Registros armazenados —

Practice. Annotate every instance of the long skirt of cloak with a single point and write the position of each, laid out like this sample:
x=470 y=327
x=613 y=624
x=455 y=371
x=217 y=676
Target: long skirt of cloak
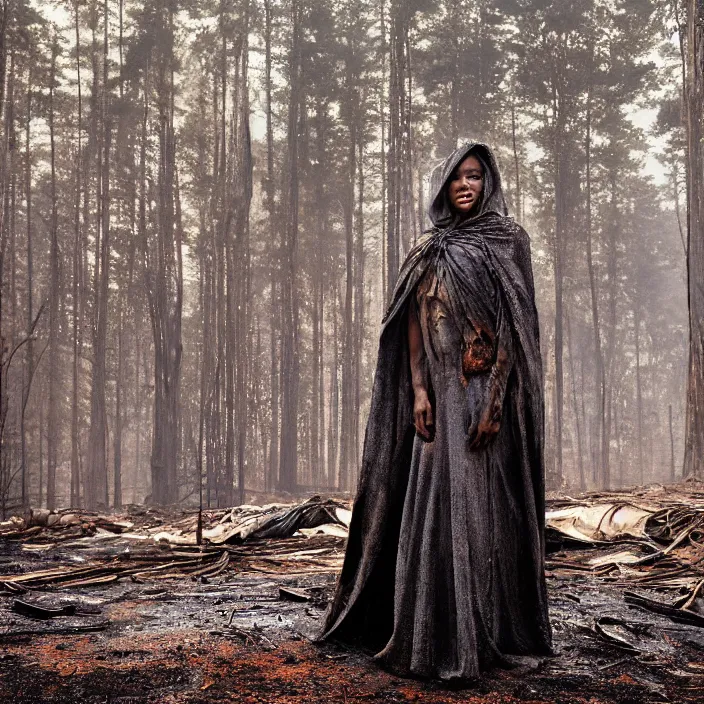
x=461 y=568
x=444 y=566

Exercício proposto —
Altere a listagem acima, substituindo "cloak" por "robe" e mantendo todo o resto inalterado. Deixe as imagens fora da resposta.

Em resposta —
Practice. Annotate every instance of the long skirt of robe with a single point and write the position of each, laid out like this sample:
x=470 y=327
x=613 y=624
x=455 y=371
x=217 y=676
Target: long skirt of robe
x=461 y=568
x=444 y=566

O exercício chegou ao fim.